What you have to do:
Retype, without alteration, each line from the line containing "Each instance of the girl's ponytail" to the final line of the records.

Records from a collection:
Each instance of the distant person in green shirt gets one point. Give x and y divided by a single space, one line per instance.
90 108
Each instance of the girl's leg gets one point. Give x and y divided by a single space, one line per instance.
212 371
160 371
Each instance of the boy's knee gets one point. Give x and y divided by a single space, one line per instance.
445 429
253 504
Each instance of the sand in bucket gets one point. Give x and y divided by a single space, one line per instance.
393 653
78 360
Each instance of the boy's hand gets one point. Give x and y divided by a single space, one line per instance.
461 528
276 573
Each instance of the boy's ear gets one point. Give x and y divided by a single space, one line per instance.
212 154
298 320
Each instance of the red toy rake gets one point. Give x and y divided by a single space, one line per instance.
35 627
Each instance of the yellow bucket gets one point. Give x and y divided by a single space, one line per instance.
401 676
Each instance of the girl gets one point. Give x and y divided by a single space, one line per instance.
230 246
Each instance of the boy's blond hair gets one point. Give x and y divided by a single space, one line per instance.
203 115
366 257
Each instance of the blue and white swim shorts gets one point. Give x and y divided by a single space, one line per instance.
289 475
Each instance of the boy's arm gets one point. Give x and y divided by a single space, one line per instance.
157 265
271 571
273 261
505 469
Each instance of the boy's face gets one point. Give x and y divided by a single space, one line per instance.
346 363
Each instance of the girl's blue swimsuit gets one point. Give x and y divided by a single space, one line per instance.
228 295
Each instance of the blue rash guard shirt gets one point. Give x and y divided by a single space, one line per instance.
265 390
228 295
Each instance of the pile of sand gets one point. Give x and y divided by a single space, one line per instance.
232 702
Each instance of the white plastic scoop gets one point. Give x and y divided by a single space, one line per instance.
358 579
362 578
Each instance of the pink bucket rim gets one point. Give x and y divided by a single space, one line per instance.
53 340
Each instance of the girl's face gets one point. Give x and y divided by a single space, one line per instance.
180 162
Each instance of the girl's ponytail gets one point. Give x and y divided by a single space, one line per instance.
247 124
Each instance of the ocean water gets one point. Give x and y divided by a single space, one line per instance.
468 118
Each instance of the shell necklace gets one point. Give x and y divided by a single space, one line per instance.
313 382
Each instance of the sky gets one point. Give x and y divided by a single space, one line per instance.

Solution to this problem:
Each instance of the girl's ponytail gets one point. Give x and y divided by a single space, one line per instance.
247 124
Each instance of the ocean water gets one point. Give x and y divided by a single space, one line per instance.
468 118
Each instance of the shell necklace gets one point. Give x and y divided by a single space, one line per instance.
313 382
Each instance of the sky gets one point. Give x and y divided by a single space, one line per instance.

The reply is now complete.